AIM OF THE TASK:
Every entry in the listing below has to be transcribed exactly.

DATASET ENTRIES:
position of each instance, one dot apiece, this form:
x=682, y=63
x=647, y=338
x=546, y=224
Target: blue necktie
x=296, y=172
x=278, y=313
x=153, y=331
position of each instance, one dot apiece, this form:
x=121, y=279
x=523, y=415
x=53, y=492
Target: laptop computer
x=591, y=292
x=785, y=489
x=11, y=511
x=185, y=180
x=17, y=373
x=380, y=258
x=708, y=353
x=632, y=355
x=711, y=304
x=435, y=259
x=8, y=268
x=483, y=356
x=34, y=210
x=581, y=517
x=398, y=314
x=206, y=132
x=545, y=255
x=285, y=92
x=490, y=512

RESULT OF THIS TASK:
position of each instance, one dot apiece, this form:
x=682, y=63
x=647, y=338
x=546, y=224
Target: blue necktie
x=296, y=172
x=278, y=313
x=153, y=331
position of each instance, one dot apiece, this form:
x=121, y=279
x=523, y=415
x=53, y=492
Target: laptop computer
x=591, y=292
x=785, y=489
x=11, y=511
x=185, y=180
x=17, y=373
x=380, y=258
x=708, y=353
x=632, y=355
x=711, y=304
x=435, y=259
x=8, y=268
x=483, y=356
x=34, y=210
x=581, y=517
x=398, y=314
x=206, y=132
x=545, y=255
x=285, y=92
x=490, y=512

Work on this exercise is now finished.